**STATED EXERCISE:**
Please format the lines below as a JSON list of strings, one string per line, leaving out any blank lines.

#### DATA SECTION

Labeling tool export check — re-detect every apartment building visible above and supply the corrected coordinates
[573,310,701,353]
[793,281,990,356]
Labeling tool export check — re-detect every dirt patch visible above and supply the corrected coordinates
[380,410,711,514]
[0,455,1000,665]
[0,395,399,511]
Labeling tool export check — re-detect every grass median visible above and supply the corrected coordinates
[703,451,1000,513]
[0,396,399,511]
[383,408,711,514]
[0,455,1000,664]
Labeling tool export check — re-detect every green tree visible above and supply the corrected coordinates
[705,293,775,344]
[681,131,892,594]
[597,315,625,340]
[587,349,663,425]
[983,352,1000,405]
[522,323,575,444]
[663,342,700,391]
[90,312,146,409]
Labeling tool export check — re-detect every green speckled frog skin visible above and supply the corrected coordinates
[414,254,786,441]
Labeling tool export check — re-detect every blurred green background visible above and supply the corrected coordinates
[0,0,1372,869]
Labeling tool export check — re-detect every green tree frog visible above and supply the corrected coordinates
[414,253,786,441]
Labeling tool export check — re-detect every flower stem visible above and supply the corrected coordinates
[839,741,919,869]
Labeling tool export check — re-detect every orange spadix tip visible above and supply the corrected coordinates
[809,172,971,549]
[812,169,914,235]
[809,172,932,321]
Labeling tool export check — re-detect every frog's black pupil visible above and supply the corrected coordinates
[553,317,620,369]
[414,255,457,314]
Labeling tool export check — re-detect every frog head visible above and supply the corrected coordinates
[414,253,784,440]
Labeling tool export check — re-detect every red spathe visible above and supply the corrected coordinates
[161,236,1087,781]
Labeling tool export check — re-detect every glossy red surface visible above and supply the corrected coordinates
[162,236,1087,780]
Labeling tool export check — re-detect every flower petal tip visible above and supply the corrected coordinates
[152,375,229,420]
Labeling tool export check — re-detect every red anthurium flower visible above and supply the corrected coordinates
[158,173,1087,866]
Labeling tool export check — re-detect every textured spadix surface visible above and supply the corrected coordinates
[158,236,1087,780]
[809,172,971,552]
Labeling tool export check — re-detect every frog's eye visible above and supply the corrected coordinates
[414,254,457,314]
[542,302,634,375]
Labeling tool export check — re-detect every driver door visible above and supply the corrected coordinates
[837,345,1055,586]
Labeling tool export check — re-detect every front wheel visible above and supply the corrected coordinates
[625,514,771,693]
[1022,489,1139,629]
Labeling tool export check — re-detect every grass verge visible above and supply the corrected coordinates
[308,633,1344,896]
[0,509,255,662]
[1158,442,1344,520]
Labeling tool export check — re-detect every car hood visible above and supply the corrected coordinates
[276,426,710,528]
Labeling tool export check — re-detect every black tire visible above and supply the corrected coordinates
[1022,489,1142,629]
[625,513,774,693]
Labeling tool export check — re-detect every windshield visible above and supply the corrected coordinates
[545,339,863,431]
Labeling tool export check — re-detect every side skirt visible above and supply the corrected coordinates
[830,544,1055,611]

########

**ANSWER TO THIS TASK:**
[
  "Labeling tool export check — re-detect every apartment building visible above and supply the corrected coordinates",
  "[573,310,701,353]",
  "[793,281,990,356]",
  "Labeling tool export check — re-detect every dirt patch visible above and supply the corrected coordinates",
  "[380,410,711,514]",
  "[0,455,1000,665]",
  "[0,395,399,511]",
  "Labeling tool export check — re-detect every grass median visible above and supply the corrected coordinates",
  "[703,451,1000,513]",
  "[0,396,399,511]",
  "[383,408,711,514]",
  "[0,455,1000,664]",
  "Labeling tool export check — re-detect every green tree visible above and supply the corrected coordinates",
  "[705,293,775,344]",
  "[681,131,892,594]",
  "[597,315,625,340]",
  "[587,349,663,425]",
  "[983,352,1000,405]",
  "[522,323,575,444]",
  "[663,342,700,391]",
  "[90,312,146,409]",
  "Labeling tool export check — re-detect every green speckled frog skin visible above and supply the corrected coordinates",
  "[414,254,786,441]",
  "Labeling tool export check — re-detect every blurred green background visible above and supply the corrected coordinates",
  "[0,0,1372,869]",
  "Labeling tool export check — re-detect every green tree frog visible above and supply the corrected coordinates",
  "[414,253,786,441]",
  "Labeling tool export check — re-detect every flower stem visible above and supply the corrected coordinates",
  "[839,741,919,869]",
  "Labeling tool export check — re-detect every orange spadix tip visible above and supply the corrected coordinates",
  "[809,172,971,549]",
  "[812,169,914,235]",
  "[809,172,932,321]",
  "Labeling tool export check — re-detect every frog's black pupil visible above and supply the corrected coordinates",
  "[553,317,620,369]",
  "[414,255,457,314]",
  "Labeling tool export check — re-detect every frog head visible above and supply the corrected coordinates",
  "[414,253,784,440]",
  "Labeling tool export check — re-detect every red spathe visible above and supply the corrected coordinates",
  "[161,236,1087,781]",
  "Labeling tool export check — re-detect every glossy red surface visible above and supply the corrected coordinates",
  "[162,236,1087,780]",
  "Labeling tool export check — re-detect every flower petal tip visible above and supply the corrected coordinates",
  "[152,375,229,420]",
  "Labeling tool export check — re-detect every red anthurium flower visible above and supply the corrected coordinates",
  "[158,173,1087,866]",
  "Labeling tool export check — re-detect every textured spadix surface visible above and supply the corrected coordinates",
  "[158,236,1087,780]",
  "[809,172,971,552]",
  "Labeling tool export check — re-detect every frog's eye visible above and supply the corrected coordinates",
  "[414,254,457,314]",
  "[542,302,634,375]",
  "Labeling tool export check — re-detect every driver door visible above and supply the corrected coordinates",
  "[837,345,1055,586]",
  "Labeling tool export check — re-detect every front wheel visible above and supply the corrected coordinates",
  "[625,514,771,693]",
  "[1022,489,1139,629]",
  "Labeling tool export check — re-detect every grass verge visible above and supply the corrected coordinates",
  "[308,633,1344,896]",
  "[0,509,255,662]",
  "[1158,442,1344,520]",
  "Labeling tool export check — re-detect every car hood visible above and supply the corrected coordinates",
  "[276,426,710,528]",
  "Labeling tool export check — re-detect every black tire visible above and supply the corrected coordinates",
  "[1022,489,1142,629]",
  "[625,513,774,693]",
  "Labeling tool export check — re-detect every windshield visible above and supply the corrected coordinates",
  "[545,339,863,431]",
  "Labeling tool export check — re-detect every side skirt visible above and supply the corrected coordinates",
  "[830,544,1055,611]"
]